--- Description of the task ---
Pick out every line in the listing below that contains the word "cooked" and copy each of those lines.

>> BEGIN Record set

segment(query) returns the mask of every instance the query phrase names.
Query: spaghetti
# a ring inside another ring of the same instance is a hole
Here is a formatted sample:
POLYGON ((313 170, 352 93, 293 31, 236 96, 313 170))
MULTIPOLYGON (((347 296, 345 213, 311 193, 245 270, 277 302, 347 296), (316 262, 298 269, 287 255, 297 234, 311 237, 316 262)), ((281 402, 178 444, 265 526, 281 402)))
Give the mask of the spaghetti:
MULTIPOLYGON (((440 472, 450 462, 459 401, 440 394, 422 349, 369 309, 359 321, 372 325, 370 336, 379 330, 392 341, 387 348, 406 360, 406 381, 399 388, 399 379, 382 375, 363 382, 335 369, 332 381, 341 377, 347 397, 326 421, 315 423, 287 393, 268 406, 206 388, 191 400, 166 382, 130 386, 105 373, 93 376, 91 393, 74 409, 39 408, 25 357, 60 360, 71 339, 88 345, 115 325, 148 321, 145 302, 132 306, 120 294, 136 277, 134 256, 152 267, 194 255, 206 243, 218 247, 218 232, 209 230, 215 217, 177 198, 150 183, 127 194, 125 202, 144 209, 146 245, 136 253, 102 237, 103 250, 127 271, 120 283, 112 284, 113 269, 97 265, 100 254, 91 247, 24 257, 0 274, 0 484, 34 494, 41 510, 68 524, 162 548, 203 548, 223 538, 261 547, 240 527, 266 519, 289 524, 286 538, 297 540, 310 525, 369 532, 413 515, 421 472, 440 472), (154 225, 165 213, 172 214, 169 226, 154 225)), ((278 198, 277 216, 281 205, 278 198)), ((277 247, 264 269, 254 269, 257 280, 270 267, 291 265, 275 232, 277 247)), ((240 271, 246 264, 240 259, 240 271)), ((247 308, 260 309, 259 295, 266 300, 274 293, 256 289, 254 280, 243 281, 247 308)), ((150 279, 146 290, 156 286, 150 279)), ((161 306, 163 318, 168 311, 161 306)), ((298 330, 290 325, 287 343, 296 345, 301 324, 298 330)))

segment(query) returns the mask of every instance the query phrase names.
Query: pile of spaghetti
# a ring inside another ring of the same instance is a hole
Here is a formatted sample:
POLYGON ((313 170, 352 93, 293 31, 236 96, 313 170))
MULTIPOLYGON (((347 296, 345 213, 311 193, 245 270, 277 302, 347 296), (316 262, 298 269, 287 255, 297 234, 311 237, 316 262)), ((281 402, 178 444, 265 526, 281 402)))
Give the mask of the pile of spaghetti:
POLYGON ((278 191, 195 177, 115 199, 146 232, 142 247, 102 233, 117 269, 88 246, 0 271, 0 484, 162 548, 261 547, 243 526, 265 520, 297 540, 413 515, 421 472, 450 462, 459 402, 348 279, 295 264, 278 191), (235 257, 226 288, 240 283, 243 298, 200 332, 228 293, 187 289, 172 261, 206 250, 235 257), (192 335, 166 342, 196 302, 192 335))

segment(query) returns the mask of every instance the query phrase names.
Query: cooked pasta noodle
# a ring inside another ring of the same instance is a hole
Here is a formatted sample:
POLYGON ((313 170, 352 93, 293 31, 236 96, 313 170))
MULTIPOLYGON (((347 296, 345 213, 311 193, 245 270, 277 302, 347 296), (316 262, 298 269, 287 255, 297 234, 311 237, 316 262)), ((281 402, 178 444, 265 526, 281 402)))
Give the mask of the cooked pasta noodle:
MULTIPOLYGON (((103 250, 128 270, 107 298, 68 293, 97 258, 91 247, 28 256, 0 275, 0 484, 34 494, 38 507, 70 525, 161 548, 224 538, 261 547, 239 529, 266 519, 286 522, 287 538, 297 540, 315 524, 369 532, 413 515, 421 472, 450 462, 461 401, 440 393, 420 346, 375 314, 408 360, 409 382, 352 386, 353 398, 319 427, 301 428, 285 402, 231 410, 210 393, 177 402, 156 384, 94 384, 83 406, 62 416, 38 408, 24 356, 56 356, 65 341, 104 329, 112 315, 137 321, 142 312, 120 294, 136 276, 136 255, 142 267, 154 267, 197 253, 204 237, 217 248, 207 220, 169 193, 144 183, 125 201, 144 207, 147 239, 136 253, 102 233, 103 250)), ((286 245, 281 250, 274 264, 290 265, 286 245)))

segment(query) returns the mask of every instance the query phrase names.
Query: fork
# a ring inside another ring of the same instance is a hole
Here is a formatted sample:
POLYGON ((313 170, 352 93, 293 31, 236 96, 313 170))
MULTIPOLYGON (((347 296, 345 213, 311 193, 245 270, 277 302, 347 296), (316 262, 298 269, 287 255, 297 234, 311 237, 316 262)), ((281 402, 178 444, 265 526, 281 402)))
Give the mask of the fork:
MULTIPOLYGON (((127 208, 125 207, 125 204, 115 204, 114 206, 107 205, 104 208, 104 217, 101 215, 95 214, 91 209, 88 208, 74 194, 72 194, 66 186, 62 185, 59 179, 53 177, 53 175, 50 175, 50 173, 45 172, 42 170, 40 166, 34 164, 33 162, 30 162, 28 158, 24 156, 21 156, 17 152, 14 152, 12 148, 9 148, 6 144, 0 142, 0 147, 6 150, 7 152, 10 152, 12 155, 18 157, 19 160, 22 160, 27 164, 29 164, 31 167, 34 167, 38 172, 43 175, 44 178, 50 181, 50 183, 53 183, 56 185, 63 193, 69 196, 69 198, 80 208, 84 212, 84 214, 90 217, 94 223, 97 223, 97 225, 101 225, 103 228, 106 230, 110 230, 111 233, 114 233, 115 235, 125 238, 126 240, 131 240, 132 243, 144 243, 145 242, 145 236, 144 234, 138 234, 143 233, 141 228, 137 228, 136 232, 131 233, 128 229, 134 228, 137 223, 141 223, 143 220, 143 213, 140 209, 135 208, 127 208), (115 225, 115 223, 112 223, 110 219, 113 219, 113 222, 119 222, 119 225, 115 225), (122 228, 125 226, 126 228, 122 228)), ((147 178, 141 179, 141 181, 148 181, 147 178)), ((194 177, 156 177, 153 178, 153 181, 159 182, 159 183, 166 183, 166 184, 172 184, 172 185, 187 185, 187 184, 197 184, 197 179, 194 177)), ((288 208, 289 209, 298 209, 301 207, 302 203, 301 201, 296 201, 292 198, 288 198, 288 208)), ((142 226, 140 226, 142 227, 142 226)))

>> END Record set

--- Completed exercise ---
Query: cooked pasta noodle
Give the mask of the cooked pasta noodle:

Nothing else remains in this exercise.